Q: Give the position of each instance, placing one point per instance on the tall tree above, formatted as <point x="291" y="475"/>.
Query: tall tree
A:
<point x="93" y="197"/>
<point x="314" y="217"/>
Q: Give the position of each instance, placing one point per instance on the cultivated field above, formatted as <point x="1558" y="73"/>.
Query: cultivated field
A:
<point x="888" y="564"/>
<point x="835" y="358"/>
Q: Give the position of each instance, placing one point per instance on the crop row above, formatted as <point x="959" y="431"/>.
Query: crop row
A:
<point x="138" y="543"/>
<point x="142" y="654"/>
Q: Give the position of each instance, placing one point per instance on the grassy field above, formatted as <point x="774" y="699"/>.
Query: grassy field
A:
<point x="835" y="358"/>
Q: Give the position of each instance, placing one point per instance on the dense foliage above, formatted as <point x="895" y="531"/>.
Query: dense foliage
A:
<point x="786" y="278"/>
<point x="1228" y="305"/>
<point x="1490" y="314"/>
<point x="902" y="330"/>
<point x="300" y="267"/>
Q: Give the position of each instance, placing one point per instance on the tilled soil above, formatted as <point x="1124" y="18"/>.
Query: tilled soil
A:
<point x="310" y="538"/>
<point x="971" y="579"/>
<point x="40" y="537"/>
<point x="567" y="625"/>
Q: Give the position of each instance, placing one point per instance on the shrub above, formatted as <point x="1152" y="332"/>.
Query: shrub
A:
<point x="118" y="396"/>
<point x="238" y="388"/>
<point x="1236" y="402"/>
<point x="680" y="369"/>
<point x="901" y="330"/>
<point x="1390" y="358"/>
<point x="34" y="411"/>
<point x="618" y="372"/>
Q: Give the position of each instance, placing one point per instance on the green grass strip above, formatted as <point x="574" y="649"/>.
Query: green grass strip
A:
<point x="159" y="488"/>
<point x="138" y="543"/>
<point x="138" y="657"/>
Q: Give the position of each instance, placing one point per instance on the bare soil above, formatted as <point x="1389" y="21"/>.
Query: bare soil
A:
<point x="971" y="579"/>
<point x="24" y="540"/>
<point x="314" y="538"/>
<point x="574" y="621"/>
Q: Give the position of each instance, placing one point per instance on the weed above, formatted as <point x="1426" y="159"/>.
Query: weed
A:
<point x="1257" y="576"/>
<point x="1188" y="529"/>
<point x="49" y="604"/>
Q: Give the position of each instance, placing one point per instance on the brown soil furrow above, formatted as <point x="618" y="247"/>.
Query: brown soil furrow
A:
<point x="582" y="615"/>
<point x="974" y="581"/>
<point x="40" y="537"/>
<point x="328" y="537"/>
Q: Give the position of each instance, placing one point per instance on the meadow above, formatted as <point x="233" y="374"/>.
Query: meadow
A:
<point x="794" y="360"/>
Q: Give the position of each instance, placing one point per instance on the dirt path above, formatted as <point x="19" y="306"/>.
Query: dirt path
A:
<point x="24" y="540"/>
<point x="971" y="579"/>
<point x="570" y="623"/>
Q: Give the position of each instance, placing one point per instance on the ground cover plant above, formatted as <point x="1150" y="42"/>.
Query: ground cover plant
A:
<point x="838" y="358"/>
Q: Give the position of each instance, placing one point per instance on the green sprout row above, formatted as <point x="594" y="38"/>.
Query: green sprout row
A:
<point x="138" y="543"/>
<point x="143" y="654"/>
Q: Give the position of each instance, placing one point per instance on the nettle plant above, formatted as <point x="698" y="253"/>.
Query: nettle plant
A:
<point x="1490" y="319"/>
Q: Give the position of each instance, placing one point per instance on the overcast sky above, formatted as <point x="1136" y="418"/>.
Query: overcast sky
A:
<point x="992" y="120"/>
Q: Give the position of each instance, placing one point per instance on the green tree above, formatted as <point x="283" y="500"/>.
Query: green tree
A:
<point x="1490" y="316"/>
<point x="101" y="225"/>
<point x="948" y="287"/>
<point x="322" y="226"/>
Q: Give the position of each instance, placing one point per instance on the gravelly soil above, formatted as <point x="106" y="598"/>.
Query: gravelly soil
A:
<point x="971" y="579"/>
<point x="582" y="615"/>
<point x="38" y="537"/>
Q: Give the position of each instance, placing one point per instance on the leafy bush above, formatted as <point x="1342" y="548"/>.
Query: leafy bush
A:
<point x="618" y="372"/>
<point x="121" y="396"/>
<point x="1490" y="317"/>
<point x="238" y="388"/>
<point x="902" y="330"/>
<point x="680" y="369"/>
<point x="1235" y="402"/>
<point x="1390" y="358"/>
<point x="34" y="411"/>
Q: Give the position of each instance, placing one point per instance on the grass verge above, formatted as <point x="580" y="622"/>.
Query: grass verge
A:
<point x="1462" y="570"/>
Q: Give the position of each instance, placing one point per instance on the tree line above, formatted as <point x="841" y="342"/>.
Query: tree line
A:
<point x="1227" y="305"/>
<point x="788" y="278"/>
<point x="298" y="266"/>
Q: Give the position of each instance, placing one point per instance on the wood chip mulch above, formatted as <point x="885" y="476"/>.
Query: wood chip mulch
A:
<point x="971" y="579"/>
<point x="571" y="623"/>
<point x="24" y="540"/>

**What the task asks:** Convert all the items above into a Markdown table with two columns, Row and Item line. Give each line its own numbered row and omit blank lines.

**Finished answer:**
| Row | Item line |
|---|---|
| 1 | Q: Give the position of each instance, placing one point per instance on the tall tree above, formatted as <point x="291" y="475"/>. |
| 2 | Query: tall tree |
| 3 | A: |
| 4 | <point x="93" y="197"/> |
| 5 | <point x="314" y="217"/> |
| 6 | Q: Give the position of each instance, placing one point per instance on the cultivated field above, formatted as <point x="1558" y="73"/>. |
| 7 | Query: cultivated field |
| 8 | A: |
| 9 | <point x="888" y="564"/> |
| 10 | <point x="835" y="358"/> |
| 11 | Q: Give the position of each instance, placing one point per instance on the crop row above, formatted as <point x="959" y="431"/>. |
| 12 | Query: crop row |
| 13 | A: |
| 14 | <point x="138" y="543"/> |
| 15 | <point x="142" y="654"/> |
| 16 | Q: Give the position of each instance, placing one point per instance on the grassy field above, formatted as <point x="774" y="699"/>. |
| 17 | Query: grassy field |
| 18 | A: |
| 19 | <point x="835" y="358"/> |
| 20 | Q: Give the position of each instance, placing one point per instance on the dense foliage above, formatted as <point x="895" y="531"/>. |
| 21 | Query: dense foliage |
| 22 | A: |
| 23 | <point x="786" y="278"/> |
| 24 | <point x="1228" y="305"/> |
| 25 | <point x="1490" y="314"/> |
| 26 | <point x="902" y="330"/> |
| 27 | <point x="300" y="267"/> |
| 28 | Q: Give the position of each instance, placing one point per instance on the tilled soil above, formatted as <point x="1124" y="18"/>. |
| 29 | Query: tilled soil |
| 30 | A: |
| 31 | <point x="310" y="538"/> |
| 32 | <point x="971" y="579"/> |
| 33 | <point x="40" y="537"/> |
| 34 | <point x="567" y="625"/> |
| 35 | Q: Give the position of each instance, placing one point per instance on the shrub above, formatted as <point x="1152" y="332"/>. |
| 36 | Query: shrub |
| 37 | A: |
| 38 | <point x="118" y="396"/> |
| 39 | <point x="238" y="388"/> |
| 40 | <point x="1236" y="402"/> |
| 41 | <point x="680" y="369"/> |
| 42 | <point x="901" y="330"/> |
| 43 | <point x="1390" y="358"/> |
| 44 | <point x="34" y="411"/> |
| 45 | <point x="618" y="372"/> |
| 46 | Q: Give the position of each instance, placing one point per instance on the green grass strip above, formatted as <point x="574" y="649"/>. |
| 47 | Query: green grass strip |
| 48 | A: |
| 49 | <point x="159" y="488"/> |
| 50 | <point x="138" y="543"/> |
| 51 | <point x="138" y="657"/> |
| 52 | Q: Give the position of each instance, placing one point per instance on the bare soil above, formatted as <point x="1389" y="21"/>. |
| 53 | Query: bare soil |
| 54 | A: |
| 55 | <point x="971" y="579"/> |
| 56 | <point x="24" y="540"/> |
| 57 | <point x="314" y="538"/> |
| 58 | <point x="574" y="621"/> |
| 59 | Q: Give the position of each instance, placing one point per instance on the weed above, formatted as <point x="1426" y="159"/>. |
| 60 | Query: weed |
| 61 | A: |
| 62 | <point x="1257" y="576"/> |
| 63 | <point x="1188" y="529"/> |
| 64 | <point x="49" y="604"/> |
| 65 | Q: Give the position of each instance, placing one point per instance on the brown soil furrow above, formatted as <point x="618" y="247"/>. |
| 66 | Query: brown soil furrow |
| 67 | A: |
| 68 | <point x="582" y="615"/> |
| 69 | <point x="974" y="581"/> |
| 70 | <point x="40" y="537"/> |
| 71 | <point x="328" y="537"/> |
| 72 | Q: Give the position of each instance, placing one point per instance on the meadow above, formatted as <point x="233" y="374"/>. |
| 73 | Query: meadow |
| 74 | A: |
| 75 | <point x="794" y="360"/> |
| 76 | Q: Give the position of each instance, placing one point per instance on the dirt path above, formatted as <point x="19" y="306"/>. |
| 77 | Query: dirt path |
| 78 | A: |
| 79 | <point x="24" y="540"/> |
| 80 | <point x="971" y="579"/> |
| 81 | <point x="570" y="623"/> |
| 82 | Q: Give the position of each instance, placing one point per instance on the ground cover plant above, formatted as <point x="1150" y="42"/>. |
| 83 | Query: ground cover plant |
| 84 | A: |
| 85 | <point x="838" y="358"/> |
| 86 | Q: Give the position of each instance, placing one point per instance on the green sprout row above, formatted as <point x="594" y="38"/>. |
| 87 | Query: green sprout row |
| 88 | A: |
| 89 | <point x="138" y="543"/> |
| 90 | <point x="143" y="654"/> |
| 91 | Q: Give the position of each instance, placing one point per instance on the nettle plant above, formatted as <point x="698" y="253"/>. |
| 92 | Query: nettle plant |
| 93 | A: |
| 94 | <point x="1490" y="319"/> |
| 95 | Q: Give the position of each instance, placing one point per instance on the overcast sky above, formatted as <point x="1136" y="418"/>. |
| 96 | Query: overcast sky |
| 97 | A: |
| 98 | <point x="992" y="120"/> |
| 99 | Q: Give the position of each instance, placing one point per instance on the green tree above, formatted as <point x="283" y="500"/>. |
| 100 | Query: green tree |
| 101 | A: |
| 102 | <point x="1490" y="316"/> |
| 103 | <point x="101" y="225"/> |
| 104 | <point x="948" y="287"/> |
| 105 | <point x="322" y="226"/> |
| 106 | Q: Give the position of each instance, placing one point per instance on the gravelly soil above, formatted as <point x="106" y="598"/>. |
| 107 | Query: gravelly soil |
| 108 | A: |
| 109 | <point x="971" y="579"/> |
| 110 | <point x="582" y="615"/> |
| 111 | <point x="38" y="537"/> |
| 112 | Q: Give the position of each instance, placing one point per instance on the leafy bush above, formatted as <point x="1342" y="548"/>. |
| 113 | Query: leafy bush |
| 114 | A: |
| 115 | <point x="618" y="372"/> |
| 116 | <point x="121" y="396"/> |
| 117 | <point x="1490" y="317"/> |
| 118 | <point x="238" y="388"/> |
| 119 | <point x="902" y="330"/> |
| 120 | <point x="680" y="369"/> |
| 121 | <point x="1235" y="402"/> |
| 122 | <point x="1390" y="358"/> |
| 123 | <point x="34" y="411"/> |
| 124 | Q: Give the position of each instance, placing one point per instance on the grass verge above, formatted as <point x="580" y="622"/>. |
| 125 | Query: grass verge |
| 126 | A: |
| 127 | <point x="1462" y="570"/> |
| 128 | Q: Give the position of each instance, placing one point per instance on the tree line above, formatted as <point x="841" y="342"/>. |
| 129 | Query: tree line |
| 130 | A: |
| 131 | <point x="1227" y="305"/> |
| 132 | <point x="788" y="278"/> |
| 133 | <point x="298" y="266"/> |
| 134 | Q: Give the position of each instance, placing one point per instance on the wood chip mulch above, formatted as <point x="885" y="476"/>. |
| 135 | Query: wood chip mulch |
| 136 | A: |
| 137 | <point x="971" y="579"/> |
| 138 | <point x="571" y="623"/> |
| 139 | <point x="24" y="540"/> |